> [ABOUT THIS EXERCISE] Answer with a number only: how many lines of the entries below contain the word "crowd"?

□ □ □

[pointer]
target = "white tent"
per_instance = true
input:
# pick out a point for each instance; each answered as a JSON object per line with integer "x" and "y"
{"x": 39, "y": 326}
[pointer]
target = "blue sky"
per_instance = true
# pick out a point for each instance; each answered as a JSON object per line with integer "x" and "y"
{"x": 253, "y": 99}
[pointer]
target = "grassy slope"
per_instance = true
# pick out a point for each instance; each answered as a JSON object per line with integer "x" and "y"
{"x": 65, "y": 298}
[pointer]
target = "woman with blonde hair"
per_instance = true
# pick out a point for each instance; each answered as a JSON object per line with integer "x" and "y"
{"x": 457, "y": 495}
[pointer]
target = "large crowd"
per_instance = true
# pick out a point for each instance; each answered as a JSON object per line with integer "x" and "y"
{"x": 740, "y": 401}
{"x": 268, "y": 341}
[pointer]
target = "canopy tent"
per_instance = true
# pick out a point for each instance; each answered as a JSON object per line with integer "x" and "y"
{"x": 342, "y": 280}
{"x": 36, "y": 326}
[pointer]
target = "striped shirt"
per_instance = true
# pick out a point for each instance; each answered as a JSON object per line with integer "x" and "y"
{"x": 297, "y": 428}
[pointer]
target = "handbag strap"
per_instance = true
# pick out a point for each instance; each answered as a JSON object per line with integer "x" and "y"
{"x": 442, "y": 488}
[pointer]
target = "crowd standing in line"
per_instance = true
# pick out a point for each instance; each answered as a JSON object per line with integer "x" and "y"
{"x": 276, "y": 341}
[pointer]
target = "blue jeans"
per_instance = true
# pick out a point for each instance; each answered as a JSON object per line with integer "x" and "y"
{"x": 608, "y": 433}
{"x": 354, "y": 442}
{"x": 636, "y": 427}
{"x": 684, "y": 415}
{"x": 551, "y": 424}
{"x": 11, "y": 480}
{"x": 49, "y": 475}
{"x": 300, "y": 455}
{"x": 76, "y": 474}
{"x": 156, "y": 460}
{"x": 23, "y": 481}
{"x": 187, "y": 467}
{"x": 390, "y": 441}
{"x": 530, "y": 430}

□ □ □

> [ANSWER BELOW] 2